[Position identification records]
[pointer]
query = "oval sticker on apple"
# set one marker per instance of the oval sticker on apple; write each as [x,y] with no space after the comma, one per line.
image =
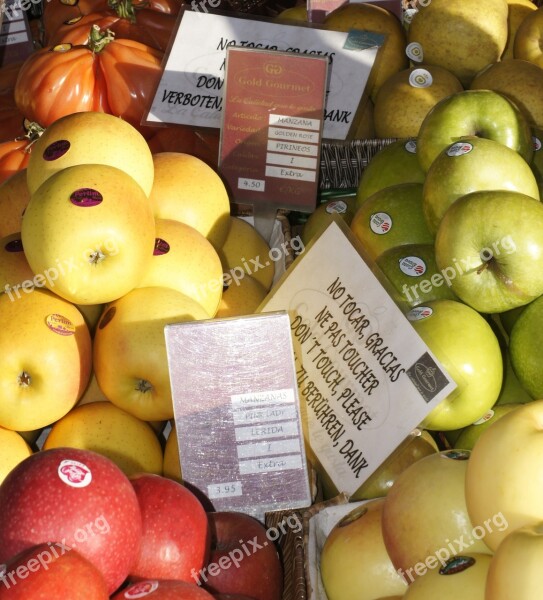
[74,473]
[161,247]
[86,197]
[56,150]
[141,589]
[14,245]
[412,266]
[380,223]
[418,313]
[59,324]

Task directions —
Reproduce the entries above verbatim, leaving out the pictures.

Final result —
[pointer]
query = "oval sticker on apple"
# set one marker per instance of the oval sticker on apple; write each as [x,y] with no space after the comma, one per line.
image =
[74,473]
[161,247]
[86,197]
[56,150]
[141,589]
[14,245]
[412,266]
[380,223]
[418,313]
[59,324]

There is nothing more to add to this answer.